Please return every line of the items below that contains the word "vest".

## BEGIN

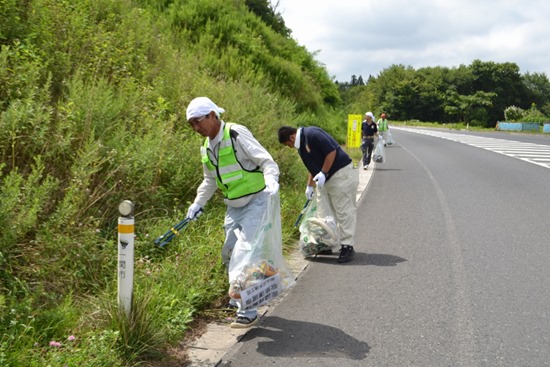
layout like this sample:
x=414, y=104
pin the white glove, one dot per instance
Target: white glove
x=194, y=211
x=271, y=185
x=309, y=192
x=320, y=178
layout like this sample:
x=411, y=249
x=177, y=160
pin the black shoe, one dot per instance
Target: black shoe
x=230, y=307
x=346, y=254
x=242, y=322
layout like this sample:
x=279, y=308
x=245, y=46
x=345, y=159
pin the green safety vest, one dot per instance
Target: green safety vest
x=231, y=178
x=383, y=125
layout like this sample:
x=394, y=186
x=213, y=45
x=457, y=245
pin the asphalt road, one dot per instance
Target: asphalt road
x=452, y=269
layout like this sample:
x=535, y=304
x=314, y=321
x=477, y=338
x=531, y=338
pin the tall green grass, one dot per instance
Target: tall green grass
x=92, y=111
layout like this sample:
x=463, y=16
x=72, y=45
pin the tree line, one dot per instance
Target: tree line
x=478, y=94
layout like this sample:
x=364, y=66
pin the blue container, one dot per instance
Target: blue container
x=509, y=126
x=518, y=126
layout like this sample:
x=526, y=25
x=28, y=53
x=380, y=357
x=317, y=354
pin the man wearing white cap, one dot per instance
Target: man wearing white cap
x=237, y=164
x=368, y=131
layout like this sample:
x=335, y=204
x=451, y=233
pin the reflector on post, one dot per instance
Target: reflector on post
x=126, y=255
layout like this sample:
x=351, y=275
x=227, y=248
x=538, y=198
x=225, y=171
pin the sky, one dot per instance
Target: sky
x=364, y=37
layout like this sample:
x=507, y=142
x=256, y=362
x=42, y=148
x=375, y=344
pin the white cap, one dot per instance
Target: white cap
x=202, y=106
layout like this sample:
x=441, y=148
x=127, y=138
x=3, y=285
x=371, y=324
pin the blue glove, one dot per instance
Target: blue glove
x=320, y=178
x=195, y=211
x=309, y=192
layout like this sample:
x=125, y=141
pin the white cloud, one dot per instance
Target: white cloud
x=364, y=37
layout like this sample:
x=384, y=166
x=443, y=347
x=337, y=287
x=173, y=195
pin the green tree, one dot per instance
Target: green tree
x=463, y=106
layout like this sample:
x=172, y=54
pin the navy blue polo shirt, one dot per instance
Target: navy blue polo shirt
x=315, y=145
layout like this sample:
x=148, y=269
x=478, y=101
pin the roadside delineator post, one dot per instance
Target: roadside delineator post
x=125, y=255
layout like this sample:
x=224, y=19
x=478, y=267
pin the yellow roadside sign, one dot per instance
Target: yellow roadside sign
x=354, y=131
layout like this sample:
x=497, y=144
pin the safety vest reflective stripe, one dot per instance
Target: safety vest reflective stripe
x=231, y=178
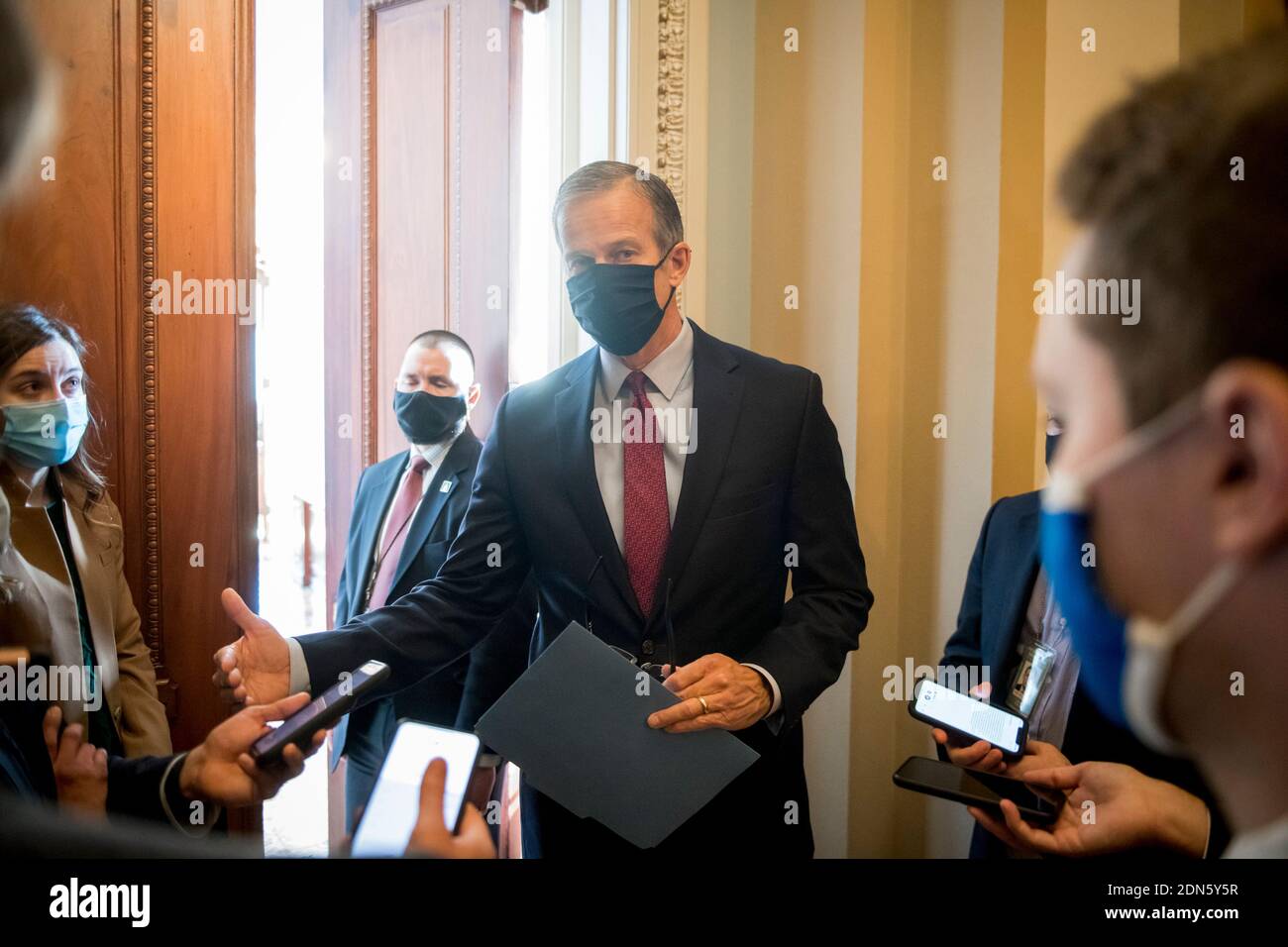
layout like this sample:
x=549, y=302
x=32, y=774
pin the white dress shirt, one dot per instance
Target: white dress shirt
x=670, y=392
x=434, y=457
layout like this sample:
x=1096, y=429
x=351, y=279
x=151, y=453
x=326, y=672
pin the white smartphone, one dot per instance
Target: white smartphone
x=390, y=813
x=956, y=712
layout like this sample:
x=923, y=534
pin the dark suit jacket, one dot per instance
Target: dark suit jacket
x=133, y=785
x=459, y=693
x=765, y=483
x=999, y=587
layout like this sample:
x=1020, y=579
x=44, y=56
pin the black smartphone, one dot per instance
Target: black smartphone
x=969, y=787
x=321, y=714
x=967, y=718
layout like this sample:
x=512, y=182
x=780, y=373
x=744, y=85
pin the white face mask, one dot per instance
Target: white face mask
x=1150, y=647
x=1125, y=660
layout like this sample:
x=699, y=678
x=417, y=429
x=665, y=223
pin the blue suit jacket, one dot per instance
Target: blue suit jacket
x=767, y=472
x=459, y=693
x=999, y=587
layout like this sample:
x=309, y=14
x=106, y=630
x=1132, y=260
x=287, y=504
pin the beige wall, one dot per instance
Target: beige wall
x=805, y=234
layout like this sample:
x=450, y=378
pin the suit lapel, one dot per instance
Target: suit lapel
x=442, y=487
x=572, y=425
x=376, y=500
x=1018, y=596
x=716, y=401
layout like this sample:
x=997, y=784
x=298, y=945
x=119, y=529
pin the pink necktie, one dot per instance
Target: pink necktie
x=648, y=521
x=395, y=531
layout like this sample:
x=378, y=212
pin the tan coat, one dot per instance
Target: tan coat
x=43, y=615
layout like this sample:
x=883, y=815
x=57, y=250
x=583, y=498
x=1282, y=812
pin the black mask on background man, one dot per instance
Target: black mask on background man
x=616, y=304
x=428, y=419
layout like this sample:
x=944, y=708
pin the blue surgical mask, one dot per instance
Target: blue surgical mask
x=46, y=433
x=616, y=304
x=1125, y=661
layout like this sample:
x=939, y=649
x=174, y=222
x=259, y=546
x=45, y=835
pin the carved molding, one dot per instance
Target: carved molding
x=673, y=20
x=149, y=351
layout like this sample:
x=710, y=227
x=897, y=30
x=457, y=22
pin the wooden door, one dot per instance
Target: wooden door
x=419, y=105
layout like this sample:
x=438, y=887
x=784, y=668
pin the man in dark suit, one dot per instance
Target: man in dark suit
x=1010, y=628
x=664, y=479
x=406, y=513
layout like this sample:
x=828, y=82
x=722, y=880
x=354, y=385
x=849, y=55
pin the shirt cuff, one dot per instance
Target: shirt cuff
x=773, y=689
x=299, y=667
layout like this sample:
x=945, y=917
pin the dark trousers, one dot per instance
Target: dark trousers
x=365, y=754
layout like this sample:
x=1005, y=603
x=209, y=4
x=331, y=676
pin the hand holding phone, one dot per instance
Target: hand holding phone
x=321, y=714
x=979, y=789
x=393, y=812
x=988, y=735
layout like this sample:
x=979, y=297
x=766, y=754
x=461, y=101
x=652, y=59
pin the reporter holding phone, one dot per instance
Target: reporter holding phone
x=72, y=602
x=1013, y=628
x=432, y=838
x=1180, y=628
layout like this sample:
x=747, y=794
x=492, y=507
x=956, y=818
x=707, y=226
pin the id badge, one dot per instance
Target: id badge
x=1030, y=677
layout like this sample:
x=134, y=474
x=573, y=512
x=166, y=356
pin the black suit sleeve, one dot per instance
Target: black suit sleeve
x=498, y=661
x=134, y=788
x=445, y=617
x=831, y=599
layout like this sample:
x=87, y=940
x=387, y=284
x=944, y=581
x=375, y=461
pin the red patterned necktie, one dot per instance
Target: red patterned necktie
x=395, y=531
x=647, y=515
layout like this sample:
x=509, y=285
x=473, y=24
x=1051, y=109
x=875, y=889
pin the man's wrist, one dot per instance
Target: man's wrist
x=189, y=774
x=1184, y=821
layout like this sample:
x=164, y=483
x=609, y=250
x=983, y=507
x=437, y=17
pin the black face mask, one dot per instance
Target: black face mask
x=1052, y=442
x=616, y=304
x=428, y=419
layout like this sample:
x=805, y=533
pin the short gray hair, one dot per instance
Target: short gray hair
x=599, y=176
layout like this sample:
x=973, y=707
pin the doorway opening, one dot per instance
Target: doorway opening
x=288, y=368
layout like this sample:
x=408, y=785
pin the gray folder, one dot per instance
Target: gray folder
x=576, y=723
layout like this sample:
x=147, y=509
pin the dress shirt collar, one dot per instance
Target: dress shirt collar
x=665, y=371
x=433, y=454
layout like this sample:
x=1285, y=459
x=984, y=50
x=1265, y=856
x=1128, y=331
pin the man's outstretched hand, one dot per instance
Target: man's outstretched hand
x=257, y=668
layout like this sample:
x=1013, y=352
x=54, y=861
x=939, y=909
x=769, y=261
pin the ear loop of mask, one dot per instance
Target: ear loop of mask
x=1068, y=489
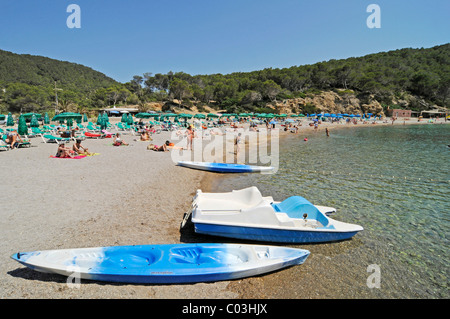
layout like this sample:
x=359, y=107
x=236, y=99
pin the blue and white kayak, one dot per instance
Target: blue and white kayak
x=176, y=263
x=246, y=214
x=225, y=167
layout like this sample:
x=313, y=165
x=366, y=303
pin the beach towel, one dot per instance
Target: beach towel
x=75, y=157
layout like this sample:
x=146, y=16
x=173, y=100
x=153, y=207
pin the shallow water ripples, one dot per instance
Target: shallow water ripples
x=394, y=181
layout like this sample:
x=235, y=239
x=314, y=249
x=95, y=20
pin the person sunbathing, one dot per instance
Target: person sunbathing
x=145, y=136
x=63, y=151
x=13, y=139
x=79, y=149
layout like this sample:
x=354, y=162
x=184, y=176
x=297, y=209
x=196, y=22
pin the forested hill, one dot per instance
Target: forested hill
x=417, y=79
x=42, y=71
x=413, y=78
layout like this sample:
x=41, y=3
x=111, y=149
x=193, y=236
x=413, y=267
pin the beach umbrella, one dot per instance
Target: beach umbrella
x=104, y=121
x=99, y=119
x=22, y=128
x=130, y=119
x=143, y=115
x=34, y=122
x=10, y=120
x=30, y=115
x=66, y=115
x=105, y=118
x=200, y=116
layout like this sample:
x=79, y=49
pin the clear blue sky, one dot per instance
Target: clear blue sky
x=122, y=38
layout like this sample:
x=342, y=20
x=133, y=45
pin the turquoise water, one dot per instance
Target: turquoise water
x=392, y=180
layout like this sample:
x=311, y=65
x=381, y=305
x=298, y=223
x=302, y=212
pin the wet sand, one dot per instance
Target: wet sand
x=127, y=195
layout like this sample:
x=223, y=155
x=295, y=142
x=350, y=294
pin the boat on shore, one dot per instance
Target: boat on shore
x=246, y=214
x=225, y=167
x=164, y=264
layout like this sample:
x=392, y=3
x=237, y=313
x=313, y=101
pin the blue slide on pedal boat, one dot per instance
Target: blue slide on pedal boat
x=175, y=263
x=246, y=214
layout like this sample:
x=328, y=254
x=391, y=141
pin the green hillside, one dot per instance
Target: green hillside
x=420, y=77
x=28, y=82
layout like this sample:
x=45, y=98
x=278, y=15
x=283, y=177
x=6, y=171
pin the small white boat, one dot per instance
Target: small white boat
x=175, y=263
x=246, y=214
x=225, y=167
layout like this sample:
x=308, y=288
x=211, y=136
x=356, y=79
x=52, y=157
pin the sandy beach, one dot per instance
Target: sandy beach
x=125, y=195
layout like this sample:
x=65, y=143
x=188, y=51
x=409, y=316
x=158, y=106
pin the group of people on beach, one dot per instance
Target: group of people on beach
x=13, y=139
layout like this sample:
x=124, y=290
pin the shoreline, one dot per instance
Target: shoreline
x=124, y=196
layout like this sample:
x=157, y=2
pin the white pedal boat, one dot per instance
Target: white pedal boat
x=246, y=214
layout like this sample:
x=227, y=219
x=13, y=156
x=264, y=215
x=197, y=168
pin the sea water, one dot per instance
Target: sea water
x=392, y=180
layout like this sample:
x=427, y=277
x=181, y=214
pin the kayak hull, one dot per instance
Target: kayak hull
x=225, y=167
x=164, y=264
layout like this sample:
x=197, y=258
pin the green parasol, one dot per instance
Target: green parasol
x=66, y=115
x=130, y=119
x=99, y=119
x=10, y=120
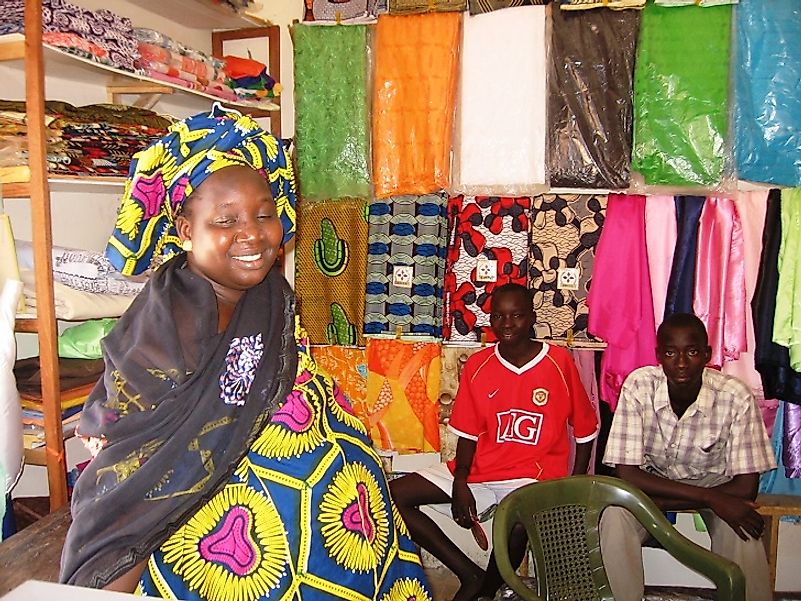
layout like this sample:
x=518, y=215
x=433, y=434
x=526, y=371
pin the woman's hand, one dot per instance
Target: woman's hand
x=463, y=504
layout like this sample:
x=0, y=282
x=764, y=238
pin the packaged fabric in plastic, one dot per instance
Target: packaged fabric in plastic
x=767, y=113
x=681, y=95
x=414, y=83
x=406, y=7
x=478, y=7
x=331, y=261
x=590, y=98
x=500, y=125
x=331, y=111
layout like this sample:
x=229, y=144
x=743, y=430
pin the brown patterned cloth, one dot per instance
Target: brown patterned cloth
x=478, y=7
x=565, y=230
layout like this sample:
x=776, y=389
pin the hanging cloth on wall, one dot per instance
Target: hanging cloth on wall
x=500, y=123
x=405, y=265
x=660, y=234
x=682, y=274
x=486, y=6
x=411, y=7
x=564, y=234
x=331, y=111
x=414, y=83
x=787, y=320
x=329, y=277
x=589, y=98
x=488, y=239
x=768, y=147
x=719, y=298
x=347, y=366
x=751, y=208
x=681, y=95
x=402, y=394
x=627, y=327
x=772, y=360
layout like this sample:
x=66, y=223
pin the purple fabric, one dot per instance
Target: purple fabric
x=102, y=27
x=791, y=450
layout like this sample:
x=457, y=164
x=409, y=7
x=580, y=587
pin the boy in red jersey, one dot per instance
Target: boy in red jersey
x=511, y=414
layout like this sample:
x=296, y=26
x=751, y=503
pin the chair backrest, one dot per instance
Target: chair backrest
x=562, y=517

## END

● SOLUTION BELOW
pin the green safety vest, one dot per instance
Target: green safety vest
pin the safety vest reflective stripe, one dot per instance
Target: safety vest reflective stripe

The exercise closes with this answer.